Work to do: Copy out the data below, putting "boundary" wherever "outline" appears and changing nothing else.

Records to process:
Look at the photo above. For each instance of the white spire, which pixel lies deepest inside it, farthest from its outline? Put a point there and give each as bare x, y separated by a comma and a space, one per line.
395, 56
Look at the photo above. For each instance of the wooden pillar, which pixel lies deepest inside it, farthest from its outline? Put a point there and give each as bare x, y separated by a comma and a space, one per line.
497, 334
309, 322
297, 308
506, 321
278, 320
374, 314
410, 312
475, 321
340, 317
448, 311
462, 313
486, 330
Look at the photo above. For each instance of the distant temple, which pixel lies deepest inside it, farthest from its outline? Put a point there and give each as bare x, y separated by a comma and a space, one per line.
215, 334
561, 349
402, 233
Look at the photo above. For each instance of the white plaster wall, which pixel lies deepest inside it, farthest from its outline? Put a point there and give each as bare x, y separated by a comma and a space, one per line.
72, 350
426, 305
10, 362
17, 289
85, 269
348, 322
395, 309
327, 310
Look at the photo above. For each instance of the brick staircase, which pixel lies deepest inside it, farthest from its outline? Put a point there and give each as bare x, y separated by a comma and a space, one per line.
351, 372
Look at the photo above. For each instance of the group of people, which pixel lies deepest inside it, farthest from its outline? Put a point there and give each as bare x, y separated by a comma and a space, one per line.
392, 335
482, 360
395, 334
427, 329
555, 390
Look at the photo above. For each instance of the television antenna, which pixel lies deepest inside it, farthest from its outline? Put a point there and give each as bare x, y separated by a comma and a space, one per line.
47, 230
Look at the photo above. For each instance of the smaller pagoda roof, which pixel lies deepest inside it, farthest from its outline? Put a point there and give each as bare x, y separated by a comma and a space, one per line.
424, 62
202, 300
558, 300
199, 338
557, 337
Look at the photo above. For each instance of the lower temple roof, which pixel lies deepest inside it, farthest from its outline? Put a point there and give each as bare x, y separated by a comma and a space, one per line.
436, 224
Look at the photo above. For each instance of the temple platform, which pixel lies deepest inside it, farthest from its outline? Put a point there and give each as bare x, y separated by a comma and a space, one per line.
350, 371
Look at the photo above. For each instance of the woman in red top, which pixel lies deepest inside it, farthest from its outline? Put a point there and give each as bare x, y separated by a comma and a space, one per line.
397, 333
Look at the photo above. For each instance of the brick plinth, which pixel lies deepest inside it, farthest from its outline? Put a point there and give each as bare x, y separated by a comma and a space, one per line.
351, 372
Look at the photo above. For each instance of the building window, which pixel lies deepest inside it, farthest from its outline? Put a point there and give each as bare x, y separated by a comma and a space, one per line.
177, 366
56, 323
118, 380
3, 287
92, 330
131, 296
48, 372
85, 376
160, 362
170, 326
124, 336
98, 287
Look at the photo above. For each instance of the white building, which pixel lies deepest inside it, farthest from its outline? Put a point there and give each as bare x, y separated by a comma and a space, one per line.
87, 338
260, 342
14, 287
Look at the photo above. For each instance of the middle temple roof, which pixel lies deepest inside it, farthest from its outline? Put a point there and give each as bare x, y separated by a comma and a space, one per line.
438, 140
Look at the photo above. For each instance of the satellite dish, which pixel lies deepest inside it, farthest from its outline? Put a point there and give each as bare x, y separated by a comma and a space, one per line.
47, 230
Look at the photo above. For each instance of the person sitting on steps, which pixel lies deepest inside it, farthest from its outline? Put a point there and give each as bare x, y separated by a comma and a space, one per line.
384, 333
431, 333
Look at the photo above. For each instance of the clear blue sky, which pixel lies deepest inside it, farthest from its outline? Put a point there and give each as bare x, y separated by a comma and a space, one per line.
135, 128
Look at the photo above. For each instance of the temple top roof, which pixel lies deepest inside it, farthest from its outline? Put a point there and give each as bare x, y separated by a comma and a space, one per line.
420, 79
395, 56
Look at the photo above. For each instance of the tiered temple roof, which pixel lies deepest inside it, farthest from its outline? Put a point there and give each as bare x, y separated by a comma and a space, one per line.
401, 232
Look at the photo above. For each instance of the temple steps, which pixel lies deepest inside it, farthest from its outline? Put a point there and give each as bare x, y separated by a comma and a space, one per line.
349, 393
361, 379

Solution below:
Look at the photo above. For each instance of the white spire, which pixel lies deepest inside it, farthest from its boundary? Put a point there and give each as bare x, y separated by a comma and a space, one per line.
395, 56
Look at the photo above. For each instance of the wooden pillar, which pixel lies deepest inside it, farthest from its boundary? Put a point there and give each as bare x, y separated by a comma and a space, one per line.
497, 334
309, 322
297, 308
506, 321
278, 320
374, 314
410, 312
475, 321
340, 317
448, 311
462, 313
486, 330
Look at the photo above. For each instance of the distant temple, which pixel lies deepest inside it, farthest from its boundary? Put a point there and give each as bare x, y separated by a comma and a space, one per line.
215, 334
561, 349
402, 233
Look at the photo above. For each instance of the white plaster wall, which pixel lies deepest inside it, farthest from its boundary? Put a point there and give each as bare x, y separated by a comma and a space, one per line.
72, 350
426, 305
10, 362
17, 289
85, 269
348, 322
395, 309
327, 310
Look at the photo above. For each instance of the brick staircase, which pixel lies deepest inside it, farthest from its boundary? Put a point there and give each as bare x, y separated by a comma and a space, one per line.
351, 372
Look at the photo above. For each instance of the group of people, which pixel lies deepest inside it, farthest from its boundary? Put a point there and give each as bare x, y separated by a comma and a space, one per line.
392, 335
482, 360
395, 334
427, 329
555, 390
Look at the photo above. For each instance of the television antenna, which pixel lies deepest inside it, farthest from its boundary? Put a point there and give each as bare x, y separated by a comma and a space, one per line.
47, 230
Look at the photo above. For each instance of the smaller pagoda roof, which pixel lies deepest inside it, farthest from its boundary? Put a point there and give each as bare x, y separated by a comma and a space, one per line.
424, 62
202, 300
558, 300
199, 338
557, 337
Look at the photo above. For each instance of the lower temple roof, which pixel lies deepest inside it, farthest from its boundary? Put a point there and give each as bare x, y separated by a comma and a space, one per line.
436, 224
Look at the photo above. For each instance of the temple platform, which pixel lies deepest inside it, farthest from its boundary? Put a point there and give each as bare x, y separated by a comma and a space, one per line.
350, 371
Look at the photo above. For each instance of the woman in red top, which pixel lies deepest inside it, farthest from its boundary? Put a point there and give each as bare x, y separated by a comma and a space, one per line.
397, 333
Look at the photo above. For each instance of the brick plinth, which pixel lies deepest inside it, farthest from its boundary? Put a point there and give each as bare x, y separated by a comma and a space, one per line.
351, 372
Look at the photo above. For each instance of the building window, which pixel lies deepest inside it, farthest from its boundary? Put a point there and give each as bare x, y separated by a comma and a space, one per line.
177, 366
56, 323
118, 380
3, 287
92, 330
131, 296
48, 372
85, 376
160, 362
170, 326
124, 336
98, 287
Look at the photo above. For each instance of the white building, which pixel lies deepest inside it, farthest from its boundary? Put a point there and give each as bare x, y separated by a comma and a space, one per line.
87, 338
260, 342
14, 287
Look at the photo above. For each instance of the middle temple roof, which pixel lies deepest inside it, farthest from its boundary? Put a point there and give each as bare x, y separated by a comma and a space, one per line.
438, 140
Look at the photo above. For each instance of the satellite dish, which pixel lies deepest inside it, farthest from its boundary? Put a point there and give each as bare x, y separated by a comma and a space, one per line.
47, 230
Look at the photo above. For each instance of the person sitting on steps, which pixel lies deepest inside it, farthest from its boundary? Put a point there and give each as bare x, y separated by a comma and a space, one per line.
384, 333
431, 333
Look at the photo above. For each instance of the clear blue sky, which pixel lies deepest inside it, farthest from its boundary? Put a point there and give each as bare x, y separated by a comma and a space, one per line.
135, 128
Look at the photo above. For each instance of the temple top roof, which pixel lies deepest inside it, farthest from its boundary? Put a point there and give each as bare x, y separated by a comma and a space, one per line.
420, 79
395, 56
Look at the photo above. For each instance of the tiered temple roof, which pixel lies deepest inside it, farthest from its boundary? Put a point there and give each as bare x, y separated by a comma and a space, one per line.
401, 232
Look at the photo above. For each instance of the temple steps, which pixel lies deepest inside it, farthest from its boundary? Put a point there and give each as bare x, y separated by a comma and a space, one per line.
349, 393
361, 379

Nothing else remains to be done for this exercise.